# Document excerpt
Contributed by Ron Gara| 22 February, 2005  22:55 GMT
 Investigators were stunned to find that reducing bleeding in the brain by just one teaspoon of blood improved the chances of patient survival by nearly 40 percent.
Study participants who took a drug commonly prescribed for hemophilia to treat a severe type of stroke experienced reduced bleeding in the brain, fewer deaths, and better neurological and clinical outcomes than patients who received a placebo. The lead investigator in the study termed the results "stunning."
The multi-center, international study, led by
Columbia University Medical Center researchers at NewYork-Presbyterian Hospital/Columbia, shows that recombinant activated factor VII (rFVIIa) has the potential to be a significant advance in treating bleeding stroke (acute intracerebral hemorrhage, or ICH).
The work is published in the February 24 issue of the
New England Journal of Medicine.
Current Treatments Not Effective
ICH is the deadliest and most disabling type of stroke -- more than one out of three ICH patients die within one month of onset and only 20% regain functional independence. Physicians have long been frustrated by a lack of effective therapies to improve survival outcomes or recovery; current options are only supportive.
RFVIIa currently is entering phase III trials as an investigational treatment for ICH. If approved by the U.S. Food and Drug Administration, it will become only the second emergency treatment for stroke in more than three decades. The first was TPA, approved by the FDA in 1996.

[Referring expression pointing data]
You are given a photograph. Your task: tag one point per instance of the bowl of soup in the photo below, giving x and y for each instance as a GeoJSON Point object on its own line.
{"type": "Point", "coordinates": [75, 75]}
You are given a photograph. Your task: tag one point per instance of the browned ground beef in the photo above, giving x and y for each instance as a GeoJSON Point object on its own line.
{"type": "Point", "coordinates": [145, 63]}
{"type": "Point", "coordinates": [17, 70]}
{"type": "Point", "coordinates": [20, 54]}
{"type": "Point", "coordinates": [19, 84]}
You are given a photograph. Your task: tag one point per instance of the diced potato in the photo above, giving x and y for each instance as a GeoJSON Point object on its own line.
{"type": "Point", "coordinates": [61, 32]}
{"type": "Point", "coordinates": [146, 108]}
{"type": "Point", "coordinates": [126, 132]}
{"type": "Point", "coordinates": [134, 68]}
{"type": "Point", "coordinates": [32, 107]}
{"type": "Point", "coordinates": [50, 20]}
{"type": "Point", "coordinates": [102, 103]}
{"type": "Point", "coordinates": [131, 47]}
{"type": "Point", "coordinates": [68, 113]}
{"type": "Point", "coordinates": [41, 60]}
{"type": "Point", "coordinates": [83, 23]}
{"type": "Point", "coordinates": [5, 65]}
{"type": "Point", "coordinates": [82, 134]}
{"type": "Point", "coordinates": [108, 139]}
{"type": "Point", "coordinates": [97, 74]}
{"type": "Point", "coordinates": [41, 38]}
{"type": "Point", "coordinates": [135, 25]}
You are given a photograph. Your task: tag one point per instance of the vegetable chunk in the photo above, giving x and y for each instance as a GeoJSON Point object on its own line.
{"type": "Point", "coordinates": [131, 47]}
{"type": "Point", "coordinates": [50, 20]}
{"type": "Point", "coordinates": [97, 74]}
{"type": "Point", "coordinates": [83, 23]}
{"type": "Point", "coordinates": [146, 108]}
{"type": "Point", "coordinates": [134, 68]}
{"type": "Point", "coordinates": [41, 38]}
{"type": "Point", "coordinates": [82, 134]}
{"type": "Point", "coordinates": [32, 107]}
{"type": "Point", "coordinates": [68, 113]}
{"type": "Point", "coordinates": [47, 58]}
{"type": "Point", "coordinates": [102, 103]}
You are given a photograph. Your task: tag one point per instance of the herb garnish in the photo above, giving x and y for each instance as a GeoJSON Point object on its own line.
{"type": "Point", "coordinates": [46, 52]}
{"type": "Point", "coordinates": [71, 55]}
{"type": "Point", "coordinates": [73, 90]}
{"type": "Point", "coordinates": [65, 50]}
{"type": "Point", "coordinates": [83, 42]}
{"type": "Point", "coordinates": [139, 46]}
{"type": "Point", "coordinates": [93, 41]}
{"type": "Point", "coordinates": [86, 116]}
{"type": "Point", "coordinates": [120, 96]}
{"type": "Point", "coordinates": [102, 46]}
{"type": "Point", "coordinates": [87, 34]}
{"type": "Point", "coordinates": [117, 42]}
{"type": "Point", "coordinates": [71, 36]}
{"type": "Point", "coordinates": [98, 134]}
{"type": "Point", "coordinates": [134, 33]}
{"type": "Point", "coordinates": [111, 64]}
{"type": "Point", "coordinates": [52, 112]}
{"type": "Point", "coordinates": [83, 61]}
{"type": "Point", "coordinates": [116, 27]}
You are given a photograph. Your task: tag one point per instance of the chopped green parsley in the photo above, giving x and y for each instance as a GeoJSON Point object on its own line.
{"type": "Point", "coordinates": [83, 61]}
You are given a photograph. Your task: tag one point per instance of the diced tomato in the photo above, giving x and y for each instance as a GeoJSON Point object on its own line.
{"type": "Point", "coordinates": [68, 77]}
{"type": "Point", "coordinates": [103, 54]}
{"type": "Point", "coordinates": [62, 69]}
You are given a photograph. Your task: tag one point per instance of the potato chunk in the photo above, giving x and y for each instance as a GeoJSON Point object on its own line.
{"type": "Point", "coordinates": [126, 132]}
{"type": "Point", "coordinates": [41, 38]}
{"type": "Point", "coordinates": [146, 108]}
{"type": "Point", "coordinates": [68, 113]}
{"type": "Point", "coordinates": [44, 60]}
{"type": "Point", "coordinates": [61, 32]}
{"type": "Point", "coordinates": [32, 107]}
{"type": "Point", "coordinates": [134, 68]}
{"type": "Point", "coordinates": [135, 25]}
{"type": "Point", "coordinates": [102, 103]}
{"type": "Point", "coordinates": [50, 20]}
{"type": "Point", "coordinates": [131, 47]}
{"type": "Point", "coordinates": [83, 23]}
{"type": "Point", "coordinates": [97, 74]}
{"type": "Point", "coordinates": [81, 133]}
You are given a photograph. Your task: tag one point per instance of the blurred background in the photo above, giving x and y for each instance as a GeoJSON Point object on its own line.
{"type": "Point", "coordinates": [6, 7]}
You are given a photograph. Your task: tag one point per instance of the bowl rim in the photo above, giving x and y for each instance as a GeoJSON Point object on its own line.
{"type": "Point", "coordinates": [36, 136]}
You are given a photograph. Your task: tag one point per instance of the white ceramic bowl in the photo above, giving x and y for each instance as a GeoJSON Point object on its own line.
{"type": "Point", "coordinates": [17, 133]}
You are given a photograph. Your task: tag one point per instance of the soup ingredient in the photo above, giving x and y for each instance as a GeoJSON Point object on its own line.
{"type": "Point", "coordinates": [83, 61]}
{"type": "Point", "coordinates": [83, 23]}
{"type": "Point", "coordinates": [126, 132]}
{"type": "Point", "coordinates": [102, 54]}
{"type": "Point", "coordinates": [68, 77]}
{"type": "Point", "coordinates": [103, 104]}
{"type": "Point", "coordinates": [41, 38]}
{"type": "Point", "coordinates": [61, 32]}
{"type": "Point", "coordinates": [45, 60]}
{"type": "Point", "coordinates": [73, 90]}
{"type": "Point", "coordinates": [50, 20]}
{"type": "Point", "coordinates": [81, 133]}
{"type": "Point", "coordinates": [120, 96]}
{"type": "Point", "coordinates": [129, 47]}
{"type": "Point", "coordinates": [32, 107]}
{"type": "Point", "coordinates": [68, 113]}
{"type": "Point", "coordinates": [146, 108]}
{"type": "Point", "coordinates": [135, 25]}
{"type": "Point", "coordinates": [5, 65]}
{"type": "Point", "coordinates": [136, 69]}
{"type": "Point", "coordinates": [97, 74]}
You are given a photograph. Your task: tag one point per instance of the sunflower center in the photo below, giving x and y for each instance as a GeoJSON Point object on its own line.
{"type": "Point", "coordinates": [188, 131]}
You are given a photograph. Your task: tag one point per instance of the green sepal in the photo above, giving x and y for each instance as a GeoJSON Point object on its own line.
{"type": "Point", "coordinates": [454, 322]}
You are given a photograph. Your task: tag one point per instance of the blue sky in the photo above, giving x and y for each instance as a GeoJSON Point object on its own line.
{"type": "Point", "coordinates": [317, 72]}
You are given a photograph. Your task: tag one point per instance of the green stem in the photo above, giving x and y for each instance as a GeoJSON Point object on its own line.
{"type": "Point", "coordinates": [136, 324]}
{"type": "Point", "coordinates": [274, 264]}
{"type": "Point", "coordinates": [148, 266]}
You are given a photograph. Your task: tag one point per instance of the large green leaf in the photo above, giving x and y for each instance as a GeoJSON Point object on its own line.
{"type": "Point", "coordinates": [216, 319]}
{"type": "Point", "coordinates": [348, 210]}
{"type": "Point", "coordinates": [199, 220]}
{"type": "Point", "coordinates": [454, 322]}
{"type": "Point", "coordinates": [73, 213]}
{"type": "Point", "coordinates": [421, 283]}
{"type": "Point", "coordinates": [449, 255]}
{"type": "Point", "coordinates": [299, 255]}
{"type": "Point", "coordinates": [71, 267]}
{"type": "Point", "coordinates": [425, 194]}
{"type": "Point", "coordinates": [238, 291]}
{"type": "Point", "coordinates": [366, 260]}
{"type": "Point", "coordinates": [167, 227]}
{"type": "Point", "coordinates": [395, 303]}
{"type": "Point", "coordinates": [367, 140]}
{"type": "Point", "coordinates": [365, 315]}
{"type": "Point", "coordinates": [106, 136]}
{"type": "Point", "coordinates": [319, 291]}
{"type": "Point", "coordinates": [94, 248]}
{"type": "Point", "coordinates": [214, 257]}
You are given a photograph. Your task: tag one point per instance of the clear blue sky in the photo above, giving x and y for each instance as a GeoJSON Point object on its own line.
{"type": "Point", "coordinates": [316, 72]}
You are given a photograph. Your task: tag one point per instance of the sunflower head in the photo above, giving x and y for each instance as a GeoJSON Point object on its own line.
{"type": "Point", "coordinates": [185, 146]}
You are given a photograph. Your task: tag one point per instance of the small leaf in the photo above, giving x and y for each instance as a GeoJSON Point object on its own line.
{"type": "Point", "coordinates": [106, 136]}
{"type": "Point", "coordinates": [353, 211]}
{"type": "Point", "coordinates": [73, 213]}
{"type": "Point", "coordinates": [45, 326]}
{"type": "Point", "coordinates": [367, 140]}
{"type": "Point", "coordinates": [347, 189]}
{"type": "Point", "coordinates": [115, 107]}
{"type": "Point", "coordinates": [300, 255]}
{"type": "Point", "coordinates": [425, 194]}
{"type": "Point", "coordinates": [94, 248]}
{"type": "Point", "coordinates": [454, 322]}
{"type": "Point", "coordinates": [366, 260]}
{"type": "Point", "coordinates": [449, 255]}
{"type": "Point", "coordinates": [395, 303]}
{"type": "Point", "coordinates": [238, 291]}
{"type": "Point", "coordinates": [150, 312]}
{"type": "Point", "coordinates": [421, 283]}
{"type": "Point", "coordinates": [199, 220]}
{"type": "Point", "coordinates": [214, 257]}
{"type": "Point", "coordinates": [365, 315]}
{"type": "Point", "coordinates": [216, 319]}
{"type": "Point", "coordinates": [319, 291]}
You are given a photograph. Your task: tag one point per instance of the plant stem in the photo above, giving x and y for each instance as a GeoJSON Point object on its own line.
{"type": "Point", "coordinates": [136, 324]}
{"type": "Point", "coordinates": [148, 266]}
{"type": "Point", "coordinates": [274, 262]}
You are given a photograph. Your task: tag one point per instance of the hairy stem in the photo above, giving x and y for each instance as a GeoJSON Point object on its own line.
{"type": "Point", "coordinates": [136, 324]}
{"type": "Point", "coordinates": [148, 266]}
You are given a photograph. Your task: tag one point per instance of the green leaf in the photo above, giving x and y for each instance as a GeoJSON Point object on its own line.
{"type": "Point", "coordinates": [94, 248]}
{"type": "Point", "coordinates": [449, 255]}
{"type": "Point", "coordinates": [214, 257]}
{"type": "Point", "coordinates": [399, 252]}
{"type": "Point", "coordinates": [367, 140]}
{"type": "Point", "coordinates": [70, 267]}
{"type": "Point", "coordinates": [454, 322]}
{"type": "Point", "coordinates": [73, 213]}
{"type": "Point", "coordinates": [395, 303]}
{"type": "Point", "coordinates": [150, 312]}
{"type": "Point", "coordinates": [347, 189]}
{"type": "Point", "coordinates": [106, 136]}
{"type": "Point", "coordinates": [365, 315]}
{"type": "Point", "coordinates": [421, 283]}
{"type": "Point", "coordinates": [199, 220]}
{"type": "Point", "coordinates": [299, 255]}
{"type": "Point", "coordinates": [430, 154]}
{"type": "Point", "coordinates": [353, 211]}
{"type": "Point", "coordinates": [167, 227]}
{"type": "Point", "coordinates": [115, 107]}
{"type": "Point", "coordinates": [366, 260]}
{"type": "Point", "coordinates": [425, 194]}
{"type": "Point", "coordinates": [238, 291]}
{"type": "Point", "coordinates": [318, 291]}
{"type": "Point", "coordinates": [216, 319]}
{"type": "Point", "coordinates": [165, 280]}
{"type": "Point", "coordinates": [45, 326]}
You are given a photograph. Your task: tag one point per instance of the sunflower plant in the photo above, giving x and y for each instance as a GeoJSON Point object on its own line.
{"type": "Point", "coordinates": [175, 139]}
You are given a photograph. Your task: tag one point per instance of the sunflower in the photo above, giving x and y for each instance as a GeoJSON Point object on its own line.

# Exercise requirements
(a) List every organization or publication named in the stroke drug article.
(b) Rewrite the stroke drug article between "RFVIIa currently is" and "FDA in 1996.", inclusive, replacing "three decades" with "four decades".

# Solutions to the exercise
(a)
- Columbia University Medical Center
- NewYork-Presbyterian Hospital/Columbia
- New England Journal of Medicine
- U.S. Food and Drug Administration (FDA)

(b)
RFVIIa currently is entering phase III trials as an investigational treatment for ICH. If approved by the U.S. Food and Drug Administration, it will become only the second emergency treatment for stroke in more than four decades. The first was TPA, approved by the FDA in 1996.